A beginner’s introduction to the ACPI Table.

I remember how hard it was to understand the DSDT editing principles when I started to look at this…

For years I thought that only by achieve Mac OS X’s installation at my machine, using modified kexts for every single need, I was an real Hacker (read it Hackintosher)…

But I was wrong… A real Hacker have to “truly” place his hands at the work… He really has to modify things by himself… Not to wait for someone make his job…

But the information… Specificaly concerning to the ACPI Table (Advanced Configuration and Power Interface), was very scarce (and still is), so I had to get help…

So, one day I was having a conversation through the chat with oldnapalm, when he made the things very clear to me… He told me, “kyndder, DSDT = BIOS”

Those words, made me understand the principle on a very simple way…

To edit the DSDT is just like changing the BIOS’s settings through the BIOS setup… Like increase Fan speed, change SATA mode to AHCI, switch between on-board/discrete GPU, etc… But in a different way… Instead of only switch on/off an specific feature, you can do a bit more…

The main thing while editing the DSDT to be used for OS X, is to keep in mind that the way OS X handles the ACPI table is a bit different than other OSes…

For example, depending on the OEM (Original Equipment Manufacturer), the USB EHCI controller may be called as Device EUSB at your DSDT, but OS X expects Device EHCI, the same for the UHCI controller that may be called Device USBE and OS X expects Device UHCI

Device (USB4) --Wrong for OS X, it expects UHC4 instead.
            {
                Name (_ADR, 0x00130000)
                Method (_PRW, 0, NotSerialized)
                {
                    Return (GPRW (0x0B, 0x04))
                }
            }

Another example is the DTGP Method that MUST be present at the DSDT in order to inject custom parameters to some devices…

Method (DTGP, 5, NotSerialized)
{
    If (LEqual (Arg0, Buffer (0x10)
            {
                /* 0000 */    0xC6, 0xB7, 0xB5, 0xA0, 0x18, 0x13, 0x1C, 0x44, 
                /* 0008 */    0xB0, 0xC9, 0xFE, 0x69, 0x5E, 0xAF, 0x94, 0x9B
            }))
    {
        If (LEqual (Arg1, One))
        {
            If (LEqual (Arg2, Zero))
            {
                Store (Buffer (One)
                    {
                        0x03
                    }, Arg4)
                Return (One)
            }
            If (LEqual (Arg2, One))
            {
                Return (One)
            }
        }
    }
    Store (Buffer (One)
        {
            0x00
        }, Arg4)
    Return (Zero)
}

A lot more easy to understand thinking this way right?

────

**LIST OF TASKS:**
A - Revise the ACPI introduction, starting at the words "To edit the" and stopping after "expects UHC4 instead.", with "Fan speed" changed to "CPU voltage".
B - Pick up the ACPI introduction after its last sentence and keep it going.
The records are separate material, apart from the ACPI introduction.

**EXCERPTED RECORDS:**
────

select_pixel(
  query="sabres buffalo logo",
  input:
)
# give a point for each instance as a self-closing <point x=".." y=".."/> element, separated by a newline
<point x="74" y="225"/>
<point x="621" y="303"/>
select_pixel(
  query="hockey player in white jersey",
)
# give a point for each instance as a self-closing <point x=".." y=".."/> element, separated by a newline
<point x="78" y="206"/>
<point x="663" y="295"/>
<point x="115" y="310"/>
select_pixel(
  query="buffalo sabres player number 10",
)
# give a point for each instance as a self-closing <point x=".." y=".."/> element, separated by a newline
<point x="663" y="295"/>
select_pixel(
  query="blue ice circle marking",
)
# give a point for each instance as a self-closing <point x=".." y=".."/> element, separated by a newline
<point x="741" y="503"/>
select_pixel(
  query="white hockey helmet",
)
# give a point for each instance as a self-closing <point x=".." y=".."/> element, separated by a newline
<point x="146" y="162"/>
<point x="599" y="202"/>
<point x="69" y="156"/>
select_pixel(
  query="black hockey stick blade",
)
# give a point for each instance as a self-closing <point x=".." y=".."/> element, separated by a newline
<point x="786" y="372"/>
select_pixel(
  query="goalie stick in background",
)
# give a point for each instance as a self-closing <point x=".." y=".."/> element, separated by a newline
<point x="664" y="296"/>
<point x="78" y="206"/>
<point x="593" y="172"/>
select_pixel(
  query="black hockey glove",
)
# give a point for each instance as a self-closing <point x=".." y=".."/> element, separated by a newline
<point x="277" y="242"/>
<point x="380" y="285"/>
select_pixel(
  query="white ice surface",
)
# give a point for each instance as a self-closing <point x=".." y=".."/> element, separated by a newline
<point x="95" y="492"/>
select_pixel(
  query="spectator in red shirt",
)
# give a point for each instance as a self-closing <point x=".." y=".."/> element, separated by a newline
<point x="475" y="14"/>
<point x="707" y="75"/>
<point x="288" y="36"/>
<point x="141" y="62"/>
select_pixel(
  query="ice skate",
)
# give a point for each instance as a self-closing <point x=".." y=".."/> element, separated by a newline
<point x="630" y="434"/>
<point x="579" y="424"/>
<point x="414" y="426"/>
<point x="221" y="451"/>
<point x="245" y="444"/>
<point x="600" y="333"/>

────

**EXPECTED RESPONSES:**
A -
To edit the DSDT is just like changing the BIOS’s settings through the BIOS setup… Like increase CPU voltage, change SATA mode to AHCI, switch between on-board/discrete GPU, etc… But in a different way… Instead of only switch on/off an specific feature, you can do a bit more…

The main thing while editing the DSDT to be used for OS X, is to keep in mind that the way OS X handles the ACPI table is a bit different than other OSes…

For example, depending on the OEM (Original Equipment Manufacturer), the USB EHCI controller may be called as Device EUSB at your DSDT, but OS X expects Device EHCI, the same for the UHCI controller that may be called Device USBE and OS X expects Device UHCI

Device (USB4) --Wrong for OS X, it expects UHC4 instead.

B -
But the DSDT (Differentiated System Description Table) isn’t the only ACPI table that we must correct in order to have our Hackintoshes even closer to a Real Mac…

There is also the SSDT Table (Secondary System Description Table) that must be corrected…

The SSDT Table contains additional information for some devices, because of this, the same system may have more than 4 SSDT Tables that can be named as SSDT-1, SSDT-2, and so on… But at the begin, we must focus at the SSDT Table that controls the CPUPM (CPU Power Management), to know the right one for you, you must look at it’s TableID that usually are CpuPm or Cpu0Ist

The same example explained above for the USB device applies to the SSDT… OS X expect Methods APSS and ACST to control P-States (Processor States, read it from low to higher activity) and C-States (Computer States, read it from low to idle activity) respectively, but also, depending on the OEM, you will find _PSS and _CST Methods at your original SSDT Table…

Method (_CST, 0, NotSerialized)  --Wrong, OS X expects ACST.
        {
            Return (Package (0x04)
            {
                0x03, 
                Package (0x04)
                {
                    ResourceTemplate ()
                    {
                        Register (FFixedHW, 
                            0x01,               // Bit Width
                            0x02,               // Bit Offset
                            0x0000000000000000, // Address
                            ,)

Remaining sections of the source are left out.